SOURCE TEXT:
◇ ◇ ◇ ◇

Jones gives a clear definition of science, and recounts how this vaunted mode of inquiry has evolved over the centuries. He describes how scientists go about the task of supporting or challenging ideas about the world of the senses -- all that can be observed and measured. And he reaches the unwavering conclusion that intelligent design is a religious idea, not a scientific one.

His opinion is a passionate paean to science. But it is also a strategic defense of Darwinian theory.

When evolution's defenders find themselves tongue-tied and seemingly bested by neo-creationists -- when they believe they have the facts on their side but do not know where to find them -- this 139-page document may be the thing they turn to.

"That will be extremely useful not only in future cases but to the scientific community, to science teachers and others who are struggling against this tremendous pressure to bring religion into the classroom," said Alan I. Leshner, chief executive of the American Association for the Advancement of Science, the largest general science organization in the country.

Halfway through his opinion, Jones asks "whether ID [intelligent design] is science." It is a question at the core of the case -- and he does not shy from it.

"While answering this . . . compels us to revisit evidence that is entirely complex, if not obtuse," he writes, "after a six-week trial that spanned 21 days . . . no other tribunal in the United States is in a better position than are we to traipse into this controversial area."

He makes plain his hope that many months of intellectual heavy lifting "may prevent the obvious waste of judicial and other resources which would be occasioned by a subsequent trial involving the precise question which is before us."

◇ ◇ ◇ ◇

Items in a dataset
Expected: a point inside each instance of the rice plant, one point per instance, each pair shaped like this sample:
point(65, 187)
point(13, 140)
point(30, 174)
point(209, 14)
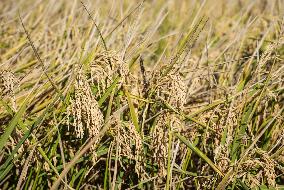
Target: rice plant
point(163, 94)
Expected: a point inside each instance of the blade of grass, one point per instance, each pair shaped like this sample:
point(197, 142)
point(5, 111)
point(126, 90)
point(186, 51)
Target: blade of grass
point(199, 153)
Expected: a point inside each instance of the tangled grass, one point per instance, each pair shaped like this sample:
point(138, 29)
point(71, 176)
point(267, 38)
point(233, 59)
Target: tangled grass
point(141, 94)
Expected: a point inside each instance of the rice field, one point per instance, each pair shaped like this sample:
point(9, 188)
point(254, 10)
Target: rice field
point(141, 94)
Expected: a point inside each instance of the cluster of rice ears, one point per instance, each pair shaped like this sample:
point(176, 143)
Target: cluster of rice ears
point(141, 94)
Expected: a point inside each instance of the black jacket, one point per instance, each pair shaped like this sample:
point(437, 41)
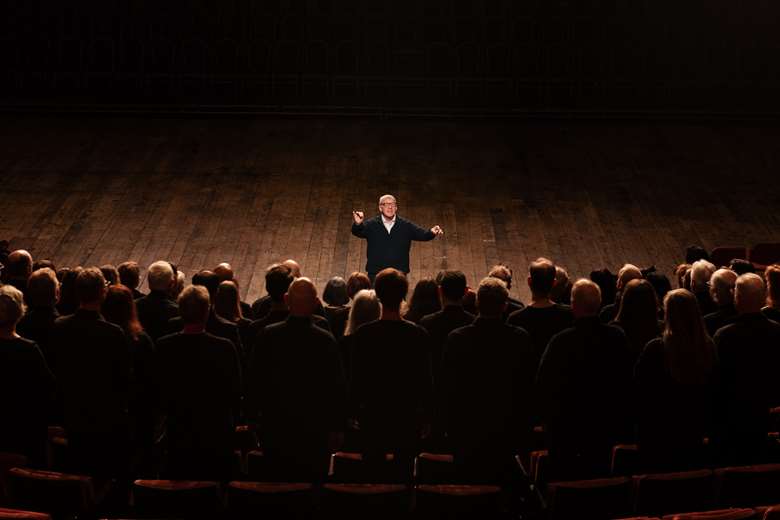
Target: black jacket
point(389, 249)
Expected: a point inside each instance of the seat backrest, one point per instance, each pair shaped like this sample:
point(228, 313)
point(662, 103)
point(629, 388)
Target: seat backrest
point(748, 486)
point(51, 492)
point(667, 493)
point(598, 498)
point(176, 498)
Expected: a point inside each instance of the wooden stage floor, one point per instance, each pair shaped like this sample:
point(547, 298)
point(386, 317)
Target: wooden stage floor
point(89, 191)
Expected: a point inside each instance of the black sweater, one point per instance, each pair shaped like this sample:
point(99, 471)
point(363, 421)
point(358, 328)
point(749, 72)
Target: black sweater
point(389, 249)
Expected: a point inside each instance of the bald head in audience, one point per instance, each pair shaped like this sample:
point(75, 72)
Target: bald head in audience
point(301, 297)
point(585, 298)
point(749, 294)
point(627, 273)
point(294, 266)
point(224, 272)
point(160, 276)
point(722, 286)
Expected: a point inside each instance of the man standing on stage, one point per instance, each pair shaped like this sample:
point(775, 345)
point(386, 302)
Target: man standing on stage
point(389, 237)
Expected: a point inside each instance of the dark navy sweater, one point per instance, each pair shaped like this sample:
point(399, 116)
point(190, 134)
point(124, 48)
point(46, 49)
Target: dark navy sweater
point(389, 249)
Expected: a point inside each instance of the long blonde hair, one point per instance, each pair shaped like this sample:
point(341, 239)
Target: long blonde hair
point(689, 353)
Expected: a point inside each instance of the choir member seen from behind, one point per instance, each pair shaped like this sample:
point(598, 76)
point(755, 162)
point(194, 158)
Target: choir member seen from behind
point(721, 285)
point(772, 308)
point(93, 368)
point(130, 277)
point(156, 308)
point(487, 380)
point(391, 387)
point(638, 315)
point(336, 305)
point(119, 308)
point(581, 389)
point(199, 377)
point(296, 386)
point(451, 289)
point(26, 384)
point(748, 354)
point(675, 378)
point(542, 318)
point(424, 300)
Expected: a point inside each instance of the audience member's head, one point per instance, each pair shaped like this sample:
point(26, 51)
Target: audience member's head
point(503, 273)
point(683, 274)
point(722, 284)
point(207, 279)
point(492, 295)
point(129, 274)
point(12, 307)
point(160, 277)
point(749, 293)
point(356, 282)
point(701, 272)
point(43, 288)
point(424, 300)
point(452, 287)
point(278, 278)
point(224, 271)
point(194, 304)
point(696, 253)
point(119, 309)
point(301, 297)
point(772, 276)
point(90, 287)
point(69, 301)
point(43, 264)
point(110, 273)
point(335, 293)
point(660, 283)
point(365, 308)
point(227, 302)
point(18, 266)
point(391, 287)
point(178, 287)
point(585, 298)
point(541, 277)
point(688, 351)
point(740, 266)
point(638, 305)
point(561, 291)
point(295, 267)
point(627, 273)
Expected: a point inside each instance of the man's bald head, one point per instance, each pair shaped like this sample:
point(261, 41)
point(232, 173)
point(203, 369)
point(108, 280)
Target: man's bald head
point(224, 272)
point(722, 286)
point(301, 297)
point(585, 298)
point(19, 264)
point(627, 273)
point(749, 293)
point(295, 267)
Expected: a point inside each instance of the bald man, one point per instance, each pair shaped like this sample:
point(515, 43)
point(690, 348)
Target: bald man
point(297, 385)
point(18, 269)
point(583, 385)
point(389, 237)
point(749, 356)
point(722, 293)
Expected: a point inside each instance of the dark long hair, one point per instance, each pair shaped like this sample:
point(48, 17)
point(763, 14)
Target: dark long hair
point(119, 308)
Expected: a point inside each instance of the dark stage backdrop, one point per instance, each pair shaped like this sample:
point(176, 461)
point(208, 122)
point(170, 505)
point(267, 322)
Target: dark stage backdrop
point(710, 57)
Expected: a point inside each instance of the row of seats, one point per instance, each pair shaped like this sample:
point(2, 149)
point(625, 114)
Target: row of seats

◇ ◇ ◇ ◇

USING THE INFORMATION:
**A)** In the article on the intelligent design ruling, what position does Alan I. Leshner hold?
**B)** Translate this sentence from the article on the intelligent design ruling into Spanish: "His opinion is a passionate paean to science."
**C)** Resume the article on the intelligent design ruling, starting right after its last sentence.
This material stands apart from the article on the intelligent design ruling and has no connection to it.

TASK ANSWERS:
**A)** He is chief executive of the American Association for the Advancement of Science.

**B)** Su opinión es un apasionado elogio de la ciencia.

**C)**
The ruling gives two arguments for why intelligent design is not science but is, in the judge's words, "an old religious argument for the existence of God."

The first is that intelligent design invokes "a supernatural designer," while science, by definition, deals only with natural phenomena. Second, the court found that intelligent design suffers from blatant flaws in logic, one of the chief tools of science.

Since the scientific revolution of the 16th and 17th centuries, "science has been limited to the search for natural causes to explain natural phenomena," Jones writes, noting that the scientific revolution was explicitly about the rejection of "revelation" in favor of empirical evidence.

Since then, he writes, "science has been a discipline in which testability, rather than any ecclesiastical authority or philosophical coherence, has been the measure of a scientific idea's worth."

As part of that fact-based approach, Jones emphasizes, science goes out of its way to avoid a search for "meaning" or "purpose."

By contrast, intelligent design's views on how the world got to be the way it is offer no testable facts, choosing instead to rely on authoritative statements. Adherents posit, for example, that animals were abruptly created (many in the same form in which they exist today) by a supernatural designer.

The court found that intelligent-design documents are quite open about the movement's goal of changing "the ground rules" of science to accommodate much more than natural phenomena -- a broadening so great, one witness for intelligent design testified, that science would embrace even astrology.

"Science cannot be defined differently for Dover students than it is defined in the scientific community," Jones writes.

The judge also cites several ways in which he says proponents of intelligent design failed to think logically, each example offering a take-home lesson that could prove useful to people trying to rebut challenges to evolutionary theory.

First, Jones writes, people would be well advised to remember that an argument against one thing cannot necessarily be interpreted as an argument for something else. For example, the fact that the fossil record is incomplete is not evidence that human beings must have been created in their current form.

The world, in other words, is not a zero-sum, dichotomous one in which a vote against one candidate equals a vote for another.

"Just because scientists cannot explain today how biological systems evolved does not mean that they cannot, and will not, be able to explain them tomorrow," the judge says.

Another logical failing cited by the court concerns one of intelligent design's central arguments: "irreducible complexity."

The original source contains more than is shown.